Texte fourni:
┏━━

Avant de vous proposer la lecture de ce texte, nous vous donnons le lien du
discours du pape Benoît XVI qui recevait, samedi, le diocèse de Rome.
((le
devoir urgent de l'éducation) Sur
cette page vous avez un renvoi vers la
lettre que le pape a adressée au diocèse et à la ville de Rome sur le devoir
urgent de l'éducation.
La vocation de père
« Donner la vie, être l'image du "Père d'immense majesté" auprès de ses
enfants, et conduire ceux-ci à Dieu, voilà en quelques mots la vocation de
père », disait le père Caffarel, à qui ces quelques réflexions doivent
beaucoup.
par l'abbé Etienne Dumoulin
L'homme qui, à l'invitation du Seigneur, décide de donner la vie et conçoit
d'abord en son âme l'enfant qu'il va demander à sa chair, qui contemple d'un
regard lucide la grandeur de l'œuvre entreprise et se promet de la mener à
bien, qui consent à tous les dons de l'amour et à tous les renoncements
qu'elle exigera de lui, celui-là mérite vraiment le nom de père. Être père,
c'est d'abord avoir désiré un enfant. Père, l'homme ne l'est pas seulement
au jour où il a pris l'initiative d'appeler à la vie un être immortel, il
l'est toujours, parce que c'est tous les jours qu'il doit donner la vie à
son fils. On ne donne la vie qu'en donnant sa vie. Si les mères le savent
bien, beaucoup de pères semblent l'oublier. N'a-t-on pas dit que l'éducation
est une création continuée ?
Être l'image du père
« Entre le père, la mère et l'enfant, une respiration s'est établie à
l'image de l'échange éternel des dons entre le Père, le Fils et le
Saint-Esprit » (1). Toute la famille humaine, et a fortiori chrétienne, devra
fixer du regard et tendre à imiter ce modèle unique qu'est la sainte
Famille, elle-même icône de la famille des Personnes divines qu'est la
Trinité sainte. D'une certaine manière, auprès de ses enfants, le père ne
tient rien de moins que la place de Dieu le Père. Au jour de leur mariage,
les parents ont reçu une grâce sacerdotale qui leur permet d'exercer un
sacerdoce familial. Aussi, ce n'est pas seulement pour servir ses enfants
qu'un père, chaque jour, s'efforce d'être plus pleinement père; c'est pour
ressembler davantage à cet autre Père et mieux dévoiler la beauté et la
grandeur de cette paternité. Heureux le père dont les richesses du cœur
initient l'enfant aux perfections divines!
Ainsi, par le seul exercice de sa paternité, le père dispose peu à peu ses
enfants à une attitude d'âme vraiment filiale envers Dieu et prépare ainsi
chez eux un climat favorable à l'épanouissement des vertus théologales.
Peut-il y avoir plus puissant stimulant pour le père que de se savoir
investi d'une telle mission ?
Une responsabilité
Quand un père indigne ou même seulement médiocre manque à sa tâche, il porte
une terrible responsabilité. Son indifférence, sa dureté ou sa légèreté
ébranlent l'âme de l'enfant à des profondeurs inimaginables. Par sa
défection, le père ne s'est pas seulement trahi lui-même, il a trahi Dieu en
l'âme de ses enfants. Et la gravité de la trahison du père ne fait que mieux
ressortir la grandeur de sa mission. II y a, en tout homme bien né, le goût
et le désir des responsabilités.

┗━━

Lignes extraites:
┏━━

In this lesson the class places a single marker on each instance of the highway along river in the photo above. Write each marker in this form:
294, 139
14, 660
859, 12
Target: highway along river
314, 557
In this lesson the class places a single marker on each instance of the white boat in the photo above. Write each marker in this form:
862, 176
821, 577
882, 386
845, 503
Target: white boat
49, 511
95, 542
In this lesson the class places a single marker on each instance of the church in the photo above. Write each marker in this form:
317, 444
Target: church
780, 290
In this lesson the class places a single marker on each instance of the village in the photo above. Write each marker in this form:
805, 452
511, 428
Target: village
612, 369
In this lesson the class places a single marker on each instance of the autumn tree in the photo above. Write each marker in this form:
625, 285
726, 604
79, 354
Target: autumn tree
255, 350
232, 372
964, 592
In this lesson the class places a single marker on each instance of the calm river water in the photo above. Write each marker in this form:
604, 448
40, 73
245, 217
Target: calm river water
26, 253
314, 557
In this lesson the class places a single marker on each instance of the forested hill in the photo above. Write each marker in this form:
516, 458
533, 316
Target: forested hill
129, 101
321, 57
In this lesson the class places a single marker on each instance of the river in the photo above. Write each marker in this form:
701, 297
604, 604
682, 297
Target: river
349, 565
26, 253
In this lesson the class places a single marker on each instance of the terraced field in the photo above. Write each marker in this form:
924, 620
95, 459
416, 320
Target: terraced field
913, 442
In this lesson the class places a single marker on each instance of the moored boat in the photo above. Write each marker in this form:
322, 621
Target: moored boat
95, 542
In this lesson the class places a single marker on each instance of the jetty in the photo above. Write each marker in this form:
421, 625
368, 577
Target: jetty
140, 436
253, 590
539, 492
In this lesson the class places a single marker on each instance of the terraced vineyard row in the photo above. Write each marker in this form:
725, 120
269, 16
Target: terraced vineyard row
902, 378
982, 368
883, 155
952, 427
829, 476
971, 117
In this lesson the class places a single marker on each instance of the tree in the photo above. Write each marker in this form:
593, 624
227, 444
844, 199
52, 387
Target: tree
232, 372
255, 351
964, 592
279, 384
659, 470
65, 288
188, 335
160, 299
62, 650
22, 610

┗━━

Énoncé 1: Recopiez fidèlement le passage du texte sur la vocation de père qui va de « Peut-il y avoir » jusqu'à « désir des responsabilités. » inclus.
Énoncé 2: Dites si chacune des affirmations suivantes concorde avec le texte sur la vocation de père, en répondant par oui ou par non et en citant exactement les mots du texte qui tranchent. (a) Être père, c'est d'abord avoir désiré un enfant. (b) Les parents reçoivent une grâce sacerdotale au jour du baptême de leur premier enfant. (c) Beaucoup de mères semblent oublier qu'on ne donne la vie qu'en donnant sa vie.

Réponse 1:
Peut-il y avoir plus puissant stimulant pour le père que de se savoir
investi d'une telle mission ?
Une responsabilité
Quand un père indigne ou même seulement médiocre manque à sa tâche, il porte
une terrible responsabilité. Son indifférence, sa dureté ou sa légèreté
ébranlent l'âme de l'enfant à des profondeurs inimaginables. Par sa
défection, le père ne s'est pas seulement trahi lui-même, il a trahi Dieu en
l'âme de ses enfants. Et la gravité de la trahison du père ne fait que mieux
ressortir la grandeur de sa mission. II y a, en tout homme bien né, le goût
et le désir des responsabilités.

Réponse 2:
(a) Oui : « Être père, c'est d'abord avoir désiré un enfant. »
(b) Non : « Au jour de leur mariage, les parents ont reçu une grâce sacerdotale »
(c) Non : « Si les mères le savent bien, beaucoup de pères semblent l'oublier. »